Aim of the task — Write the entries below out again in full. Match every character.

----------------

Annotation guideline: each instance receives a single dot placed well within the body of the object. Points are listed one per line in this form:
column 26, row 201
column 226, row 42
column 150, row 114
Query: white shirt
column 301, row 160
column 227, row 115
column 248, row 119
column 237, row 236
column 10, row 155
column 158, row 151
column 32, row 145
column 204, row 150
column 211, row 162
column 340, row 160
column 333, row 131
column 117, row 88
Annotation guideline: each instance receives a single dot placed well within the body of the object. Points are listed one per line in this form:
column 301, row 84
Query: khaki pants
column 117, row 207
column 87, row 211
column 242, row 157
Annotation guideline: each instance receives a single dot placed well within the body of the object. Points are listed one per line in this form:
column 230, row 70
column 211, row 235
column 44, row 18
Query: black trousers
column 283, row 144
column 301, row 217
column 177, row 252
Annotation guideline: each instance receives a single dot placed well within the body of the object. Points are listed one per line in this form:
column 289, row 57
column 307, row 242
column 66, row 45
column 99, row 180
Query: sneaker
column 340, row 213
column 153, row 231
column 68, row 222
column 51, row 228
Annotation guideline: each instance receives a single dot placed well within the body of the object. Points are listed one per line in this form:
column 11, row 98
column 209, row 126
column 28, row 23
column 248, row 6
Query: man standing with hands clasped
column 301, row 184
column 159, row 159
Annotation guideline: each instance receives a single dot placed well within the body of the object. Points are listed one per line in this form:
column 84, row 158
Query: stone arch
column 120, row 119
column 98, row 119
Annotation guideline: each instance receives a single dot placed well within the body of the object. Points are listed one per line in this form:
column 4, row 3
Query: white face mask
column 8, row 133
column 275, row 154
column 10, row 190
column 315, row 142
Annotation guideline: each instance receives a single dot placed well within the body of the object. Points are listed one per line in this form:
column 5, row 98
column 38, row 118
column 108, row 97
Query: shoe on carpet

----------------

Answer —
Annotation guideline: each instance receives a single dot placed well within the body of the object. Points are listed one per line in this form:
column 26, row 201
column 226, row 42
column 150, row 114
Query: white shirt
column 301, row 160
column 227, row 115
column 248, row 119
column 237, row 236
column 10, row 155
column 158, row 151
column 32, row 145
column 204, row 150
column 211, row 162
column 340, row 160
column 333, row 131
column 117, row 88
Annotation guideline: each instance receives a single dot placed well within the body of the object. Points are listed one per line in this form:
column 301, row 84
Query: khaki pants
column 117, row 207
column 87, row 211
column 242, row 157
Annotation guideline: each instance receives a single dot placed well within the body of the object. Points are listed one per line in this form:
column 230, row 70
column 211, row 235
column 44, row 18
Query: black trousers
column 283, row 144
column 301, row 217
column 177, row 252
Annotation guideline: each instance receives a single dot placed well within the body of the object. Points are listed one per line in this form:
column 289, row 57
column 307, row 242
column 66, row 45
column 99, row 180
Query: sneaker
column 340, row 213
column 153, row 231
column 68, row 222
column 51, row 228
Annotation guideline: each instance receives a single dot placed well within the body of the object. Points are listed one per line in this form:
column 11, row 98
column 209, row 126
column 28, row 23
column 248, row 6
Query: man standing with hands clasped
column 301, row 184
column 159, row 159
Annotation guideline: each instance receives a single dot placed well within the body of the object. Points are listed one per line in this form:
column 84, row 158
Query: stone arch
column 120, row 119
column 98, row 119
Annotation guideline: each instance receives a single dot placed well within the body of the object. Points are listed one per line in this form:
column 4, row 3
Query: white face mask
column 8, row 133
column 275, row 154
column 10, row 190
column 315, row 142
Annotation guideline: each instance receives a single dot placed well within the body of the object. Points are listed one per line in this form:
column 5, row 98
column 38, row 118
column 108, row 97
Query: shoe on carpet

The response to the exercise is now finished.